**TEXT SECTION**
Research · 2026-06-01
Cross-document reconciliation on the DEXPI reference P&ID.
Engineering rework lives in the gap between documents. A datasheet says PT-101 reads 0–150 psi, the P&ID says 0–100 psi, the cable schedule terminates at a tag that isn’t in the index. The Tagsight cross-document reconciliation benchmark plants seven contradictions across a six-document bundle and asks fourteen engineer questions against it. On the DEXPI Public Reference P&ID (C01V04-VER.EX01, Methanol synthesis, CC BY 4.0), Tagsight detects 7 of 7 contradictions with zero false positives and scores 14 of 14 questions at 1.00. Methodology, scorers, question bank, contradiction list, and truth file are all public.
Why publish a cross-document benchmark
Per-page extraction accuracy is the easy benchmark to publish. A vendor takes a single P&ID, counts how many instrument bubbles the system reads, and reports a recall percentage. That number answers a narrow question: can the system read one drawing.
The harder question, and the one that actually moves rework hours, is: can the system find the contradictions that get caught at SAT and ripped out in a punch list. Range disagreements between the P&ID and the datasheet binder. Loop numbers that don’t match across the index, the loop sheet, and the JB schedule. A cable that terminates at a tag nobody else has heard of. These are the failure modes a working engineer recognises immediately.

**TASK OBJECTIVE**
Condense the paragraph in the benchmark report that starts with "The harder question" into a short bulleted list, keeping its main facts. The records were drawn from a separate source.

[Image region labeling entries]

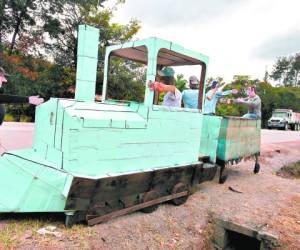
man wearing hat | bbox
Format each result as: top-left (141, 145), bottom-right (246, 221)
top-left (0, 67), bottom-right (44, 125)
top-left (182, 76), bottom-right (199, 109)
top-left (203, 80), bottom-right (238, 115)
top-left (148, 67), bottom-right (182, 108)
top-left (229, 86), bottom-right (261, 119)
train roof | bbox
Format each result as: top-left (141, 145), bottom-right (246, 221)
top-left (106, 37), bottom-right (209, 66)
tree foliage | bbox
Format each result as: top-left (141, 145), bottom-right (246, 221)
top-left (270, 53), bottom-right (300, 87)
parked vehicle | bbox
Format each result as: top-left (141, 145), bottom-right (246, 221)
top-left (0, 25), bottom-right (260, 226)
top-left (268, 109), bottom-right (300, 131)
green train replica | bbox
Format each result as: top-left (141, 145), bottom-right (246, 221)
top-left (0, 25), bottom-right (260, 226)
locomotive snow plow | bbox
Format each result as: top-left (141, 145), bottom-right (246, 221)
top-left (0, 25), bottom-right (259, 226)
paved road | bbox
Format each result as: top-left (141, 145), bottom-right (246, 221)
top-left (0, 122), bottom-right (300, 152)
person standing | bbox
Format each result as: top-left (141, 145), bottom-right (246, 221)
top-left (148, 67), bottom-right (182, 108)
top-left (232, 86), bottom-right (261, 119)
top-left (203, 80), bottom-right (238, 115)
top-left (0, 67), bottom-right (44, 125)
top-left (182, 76), bottom-right (199, 109)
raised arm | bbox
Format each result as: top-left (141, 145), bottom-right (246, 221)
top-left (148, 82), bottom-right (176, 93)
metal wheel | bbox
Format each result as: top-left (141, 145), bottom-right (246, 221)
top-left (141, 190), bottom-right (159, 213)
top-left (253, 163), bottom-right (260, 174)
top-left (172, 182), bottom-right (189, 206)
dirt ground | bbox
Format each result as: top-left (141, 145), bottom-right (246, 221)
top-left (0, 141), bottom-right (300, 249)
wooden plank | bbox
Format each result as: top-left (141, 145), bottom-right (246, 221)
top-left (86, 191), bottom-right (188, 226)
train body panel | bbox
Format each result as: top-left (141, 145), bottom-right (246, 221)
top-left (0, 25), bottom-right (260, 225)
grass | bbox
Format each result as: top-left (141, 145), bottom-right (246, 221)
top-left (0, 218), bottom-right (97, 249)
top-left (277, 161), bottom-right (300, 178)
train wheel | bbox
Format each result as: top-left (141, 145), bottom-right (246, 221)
top-left (172, 182), bottom-right (189, 206)
top-left (141, 190), bottom-right (159, 213)
top-left (253, 163), bottom-right (260, 174)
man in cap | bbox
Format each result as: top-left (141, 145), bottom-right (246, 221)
top-left (148, 67), bottom-right (182, 108)
top-left (0, 67), bottom-right (44, 125)
top-left (182, 76), bottom-right (199, 109)
top-left (230, 86), bottom-right (261, 119)
top-left (203, 80), bottom-right (238, 115)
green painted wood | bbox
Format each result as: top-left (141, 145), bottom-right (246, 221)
top-left (75, 25), bottom-right (99, 101)
top-left (0, 25), bottom-right (260, 216)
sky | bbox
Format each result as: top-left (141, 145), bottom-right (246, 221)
top-left (109, 0), bottom-right (300, 81)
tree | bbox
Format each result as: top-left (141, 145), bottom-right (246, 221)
top-left (270, 53), bottom-right (300, 87)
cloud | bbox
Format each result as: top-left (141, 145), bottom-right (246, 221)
top-left (117, 0), bottom-right (244, 27)
top-left (253, 29), bottom-right (300, 60)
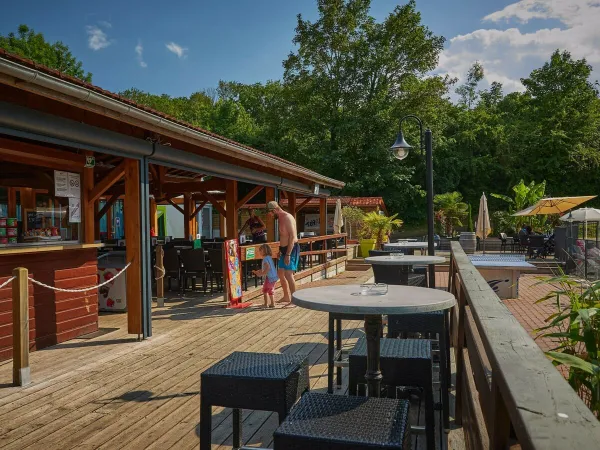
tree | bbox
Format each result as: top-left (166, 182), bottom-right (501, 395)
top-left (0, 25), bottom-right (92, 83)
top-left (433, 192), bottom-right (469, 236)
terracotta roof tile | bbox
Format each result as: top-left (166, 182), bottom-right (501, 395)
top-left (0, 48), bottom-right (332, 175)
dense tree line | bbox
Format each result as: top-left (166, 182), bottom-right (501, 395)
top-left (0, 0), bottom-right (600, 223)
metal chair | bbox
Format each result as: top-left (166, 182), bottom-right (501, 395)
top-left (180, 248), bottom-right (208, 293)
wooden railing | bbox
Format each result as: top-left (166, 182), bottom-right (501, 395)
top-left (448, 242), bottom-right (600, 450)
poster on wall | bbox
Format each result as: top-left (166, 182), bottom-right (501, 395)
top-left (304, 214), bottom-right (334, 233)
top-left (224, 239), bottom-right (250, 308)
top-left (54, 170), bottom-right (81, 198)
top-left (69, 198), bottom-right (81, 223)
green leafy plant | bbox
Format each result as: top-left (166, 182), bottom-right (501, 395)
top-left (433, 191), bottom-right (469, 237)
top-left (342, 206), bottom-right (365, 243)
top-left (536, 271), bottom-right (600, 419)
top-left (363, 212), bottom-right (403, 248)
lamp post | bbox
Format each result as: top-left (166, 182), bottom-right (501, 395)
top-left (390, 114), bottom-right (435, 288)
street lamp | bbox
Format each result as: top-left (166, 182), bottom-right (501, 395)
top-left (390, 114), bottom-right (435, 288)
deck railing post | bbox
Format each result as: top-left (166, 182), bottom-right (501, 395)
top-left (489, 374), bottom-right (510, 450)
top-left (156, 245), bottom-right (165, 308)
top-left (12, 267), bottom-right (31, 386)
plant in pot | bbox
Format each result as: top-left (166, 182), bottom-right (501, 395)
top-left (361, 212), bottom-right (403, 256)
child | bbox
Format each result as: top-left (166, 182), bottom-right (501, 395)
top-left (252, 244), bottom-right (279, 308)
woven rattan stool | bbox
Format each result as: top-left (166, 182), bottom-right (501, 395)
top-left (273, 392), bottom-right (410, 450)
top-left (200, 352), bottom-right (309, 450)
top-left (348, 338), bottom-right (435, 449)
top-left (387, 311), bottom-right (452, 430)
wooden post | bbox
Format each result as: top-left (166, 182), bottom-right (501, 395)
top-left (123, 159), bottom-right (142, 336)
top-left (12, 267), bottom-right (31, 386)
top-left (81, 156), bottom-right (98, 244)
top-left (265, 188), bottom-right (275, 242)
top-left (155, 245), bottom-right (165, 308)
top-left (288, 192), bottom-right (296, 220)
top-left (225, 180), bottom-right (238, 239)
top-left (7, 188), bottom-right (17, 219)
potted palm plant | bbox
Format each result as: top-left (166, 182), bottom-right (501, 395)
top-left (360, 212), bottom-right (403, 256)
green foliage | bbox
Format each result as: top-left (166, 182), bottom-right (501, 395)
top-left (433, 191), bottom-right (469, 236)
top-left (363, 211), bottom-right (403, 248)
top-left (536, 272), bottom-right (600, 419)
top-left (0, 25), bottom-right (92, 82)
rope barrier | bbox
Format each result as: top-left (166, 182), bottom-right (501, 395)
top-left (0, 277), bottom-right (16, 289)
top-left (154, 266), bottom-right (167, 280)
top-left (29, 263), bottom-right (131, 292)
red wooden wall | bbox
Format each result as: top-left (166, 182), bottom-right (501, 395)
top-left (0, 249), bottom-right (98, 361)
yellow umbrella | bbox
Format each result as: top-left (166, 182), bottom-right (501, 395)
top-left (513, 195), bottom-right (597, 216)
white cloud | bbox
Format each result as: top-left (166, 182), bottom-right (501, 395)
top-left (165, 42), bottom-right (188, 59)
top-left (86, 25), bottom-right (113, 50)
top-left (135, 41), bottom-right (148, 69)
top-left (436, 0), bottom-right (600, 92)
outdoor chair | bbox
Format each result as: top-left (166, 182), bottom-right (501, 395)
top-left (274, 392), bottom-right (411, 450)
top-left (348, 337), bottom-right (435, 450)
top-left (163, 248), bottom-right (183, 291)
top-left (208, 246), bottom-right (224, 294)
top-left (200, 352), bottom-right (309, 450)
top-left (180, 248), bottom-right (208, 294)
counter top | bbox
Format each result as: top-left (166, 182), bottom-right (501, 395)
top-left (0, 242), bottom-right (104, 256)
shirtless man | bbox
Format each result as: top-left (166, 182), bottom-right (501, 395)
top-left (267, 202), bottom-right (300, 305)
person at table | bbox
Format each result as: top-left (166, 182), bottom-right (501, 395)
top-left (240, 209), bottom-right (267, 244)
top-left (267, 202), bottom-right (300, 305)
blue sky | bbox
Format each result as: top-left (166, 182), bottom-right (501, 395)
top-left (0, 0), bottom-right (600, 95)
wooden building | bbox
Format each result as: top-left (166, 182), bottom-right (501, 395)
top-left (0, 49), bottom-right (343, 359)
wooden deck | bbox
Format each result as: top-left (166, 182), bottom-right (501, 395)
top-left (0, 272), bottom-right (464, 450)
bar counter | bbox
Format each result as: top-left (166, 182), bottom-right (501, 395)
top-left (0, 242), bottom-right (103, 361)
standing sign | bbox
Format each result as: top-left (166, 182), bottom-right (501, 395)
top-left (69, 198), bottom-right (81, 223)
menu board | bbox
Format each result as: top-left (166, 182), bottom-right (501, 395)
top-left (54, 170), bottom-right (81, 198)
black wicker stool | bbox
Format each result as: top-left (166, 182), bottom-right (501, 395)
top-left (273, 392), bottom-right (410, 450)
top-left (387, 311), bottom-right (452, 430)
top-left (200, 352), bottom-right (309, 450)
top-left (348, 338), bottom-right (435, 449)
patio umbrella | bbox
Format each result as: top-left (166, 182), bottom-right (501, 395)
top-left (513, 195), bottom-right (596, 216)
top-left (475, 193), bottom-right (492, 253)
top-left (333, 198), bottom-right (344, 234)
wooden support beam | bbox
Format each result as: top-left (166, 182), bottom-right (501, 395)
top-left (123, 159), bottom-right (145, 336)
top-left (12, 267), bottom-right (31, 386)
top-left (288, 192), bottom-right (296, 220)
top-left (80, 156), bottom-right (95, 244)
top-left (96, 195), bottom-right (119, 222)
top-left (84, 160), bottom-right (127, 202)
top-left (200, 187), bottom-right (227, 217)
top-left (319, 198), bottom-right (327, 236)
top-left (190, 200), bottom-right (208, 219)
top-left (265, 187), bottom-right (275, 242)
top-left (296, 197), bottom-right (312, 214)
top-left (235, 186), bottom-right (264, 209)
top-left (225, 180), bottom-right (238, 239)
top-left (8, 188), bottom-right (17, 218)
top-left (0, 138), bottom-right (85, 173)
top-left (166, 198), bottom-right (185, 216)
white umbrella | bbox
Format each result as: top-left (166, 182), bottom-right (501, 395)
top-left (475, 193), bottom-right (492, 253)
top-left (333, 198), bottom-right (344, 234)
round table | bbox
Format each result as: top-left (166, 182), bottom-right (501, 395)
top-left (292, 284), bottom-right (456, 397)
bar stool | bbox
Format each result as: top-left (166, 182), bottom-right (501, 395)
top-left (200, 352), bottom-right (309, 450)
top-left (348, 338), bottom-right (435, 450)
top-left (273, 392), bottom-right (410, 450)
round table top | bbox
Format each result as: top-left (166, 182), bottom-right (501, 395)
top-left (365, 255), bottom-right (446, 266)
top-left (292, 284), bottom-right (456, 316)
top-left (383, 242), bottom-right (437, 248)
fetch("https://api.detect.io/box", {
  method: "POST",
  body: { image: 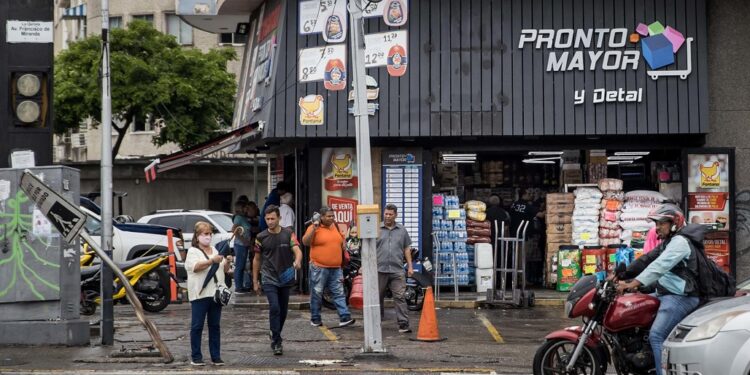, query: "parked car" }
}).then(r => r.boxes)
[735,278,750,297]
[662,295,750,375]
[80,197,185,277]
[138,210,234,248]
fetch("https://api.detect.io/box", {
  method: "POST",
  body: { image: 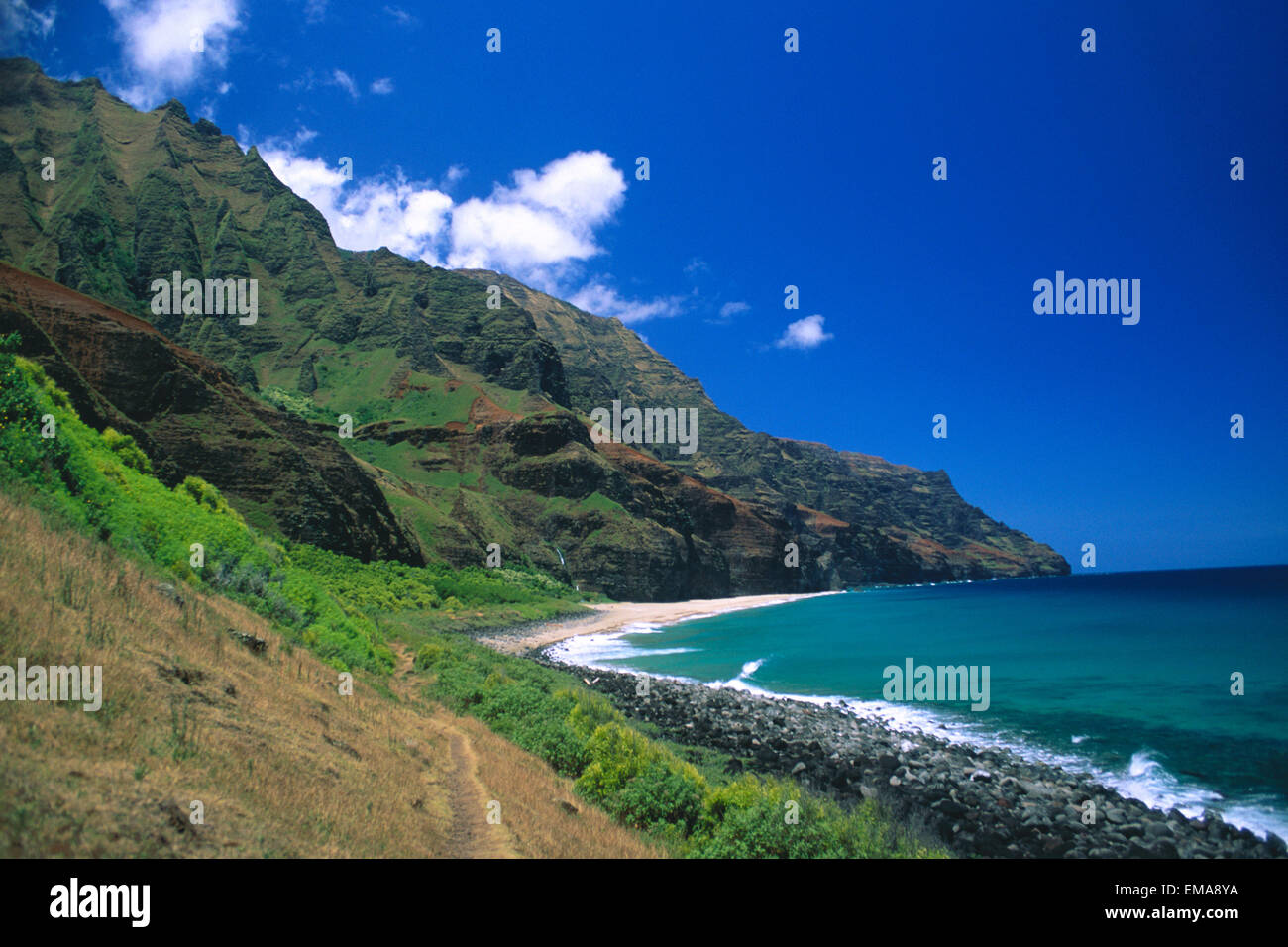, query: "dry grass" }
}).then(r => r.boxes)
[0,494,657,857]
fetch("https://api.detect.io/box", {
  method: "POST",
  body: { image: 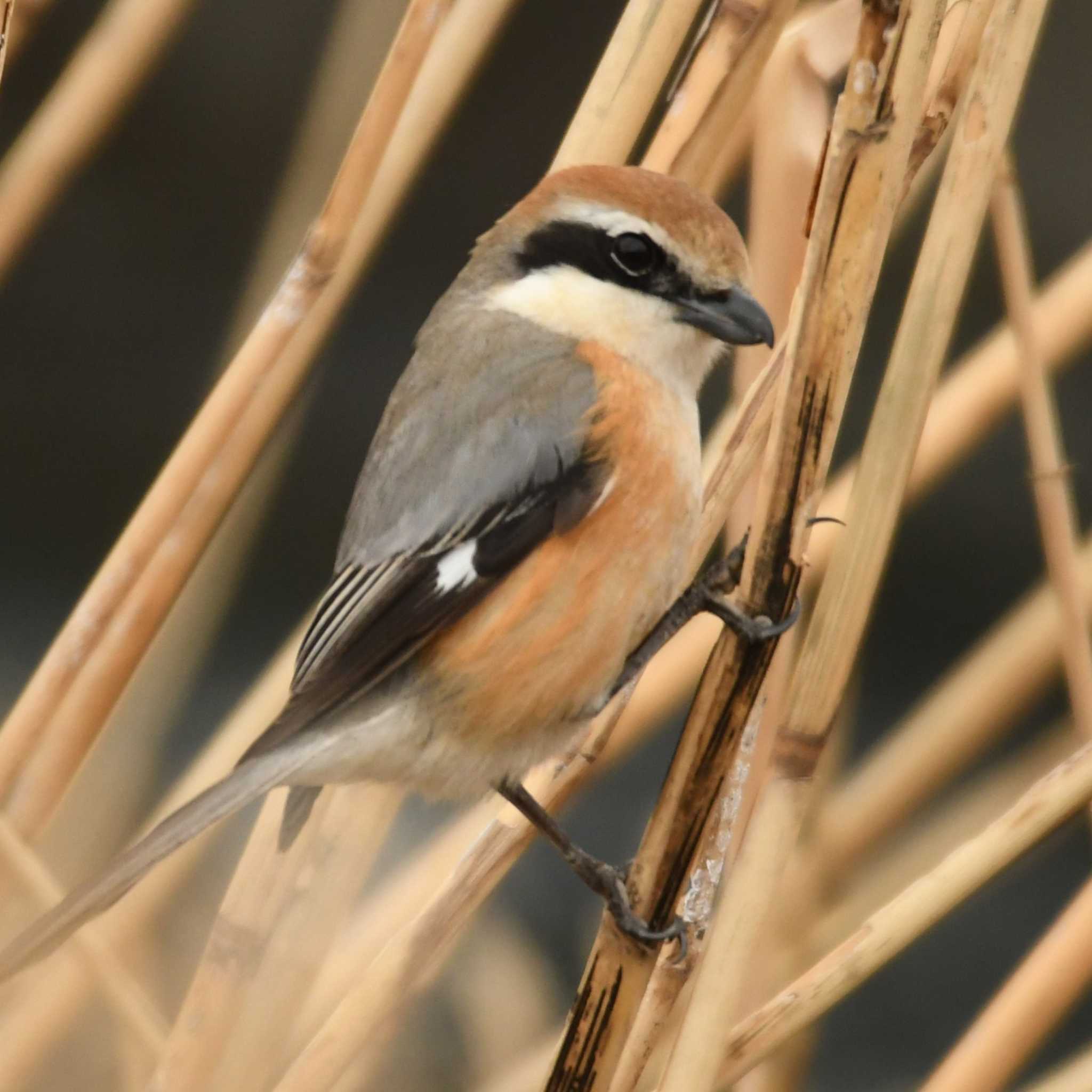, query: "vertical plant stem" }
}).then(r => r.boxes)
[662,2,943,1092]
[993,156,1092,739]
[0,0,451,837]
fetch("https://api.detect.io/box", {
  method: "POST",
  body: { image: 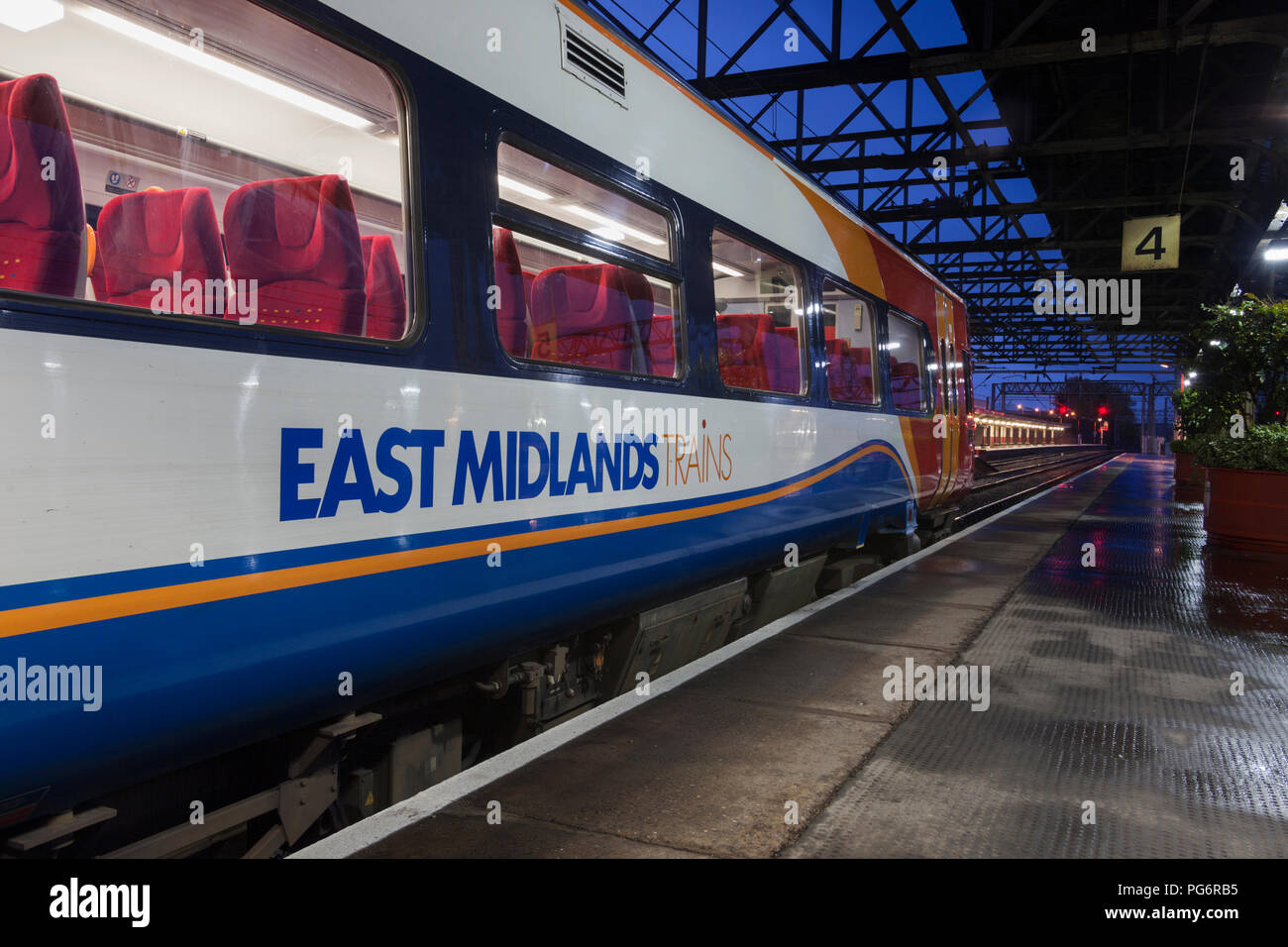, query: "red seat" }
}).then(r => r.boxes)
[0,74,85,296]
[85,224,107,300]
[761,326,802,394]
[532,264,641,371]
[617,266,654,374]
[850,346,876,404]
[648,316,675,377]
[362,233,407,340]
[224,174,368,335]
[716,313,774,391]
[890,356,922,411]
[523,269,537,318]
[492,227,528,359]
[823,338,858,402]
[91,187,226,316]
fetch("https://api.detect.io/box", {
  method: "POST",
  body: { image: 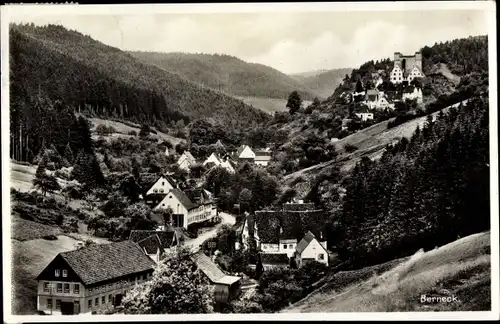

**SOLUTION**
- The harder question, and the one that actually affects rework hours, is whether a system can find contradictions that get caught at SAT and ripped out in a punch list.
- Examples include range disagreements between the P&ID and the datasheet binder.
- Loop numbers may not match across the index, the loop sheet, and the JB schedule.
- A cable may terminate at a tag nobody else has heard of.
- A working engineer recognizes these failure modes immediately.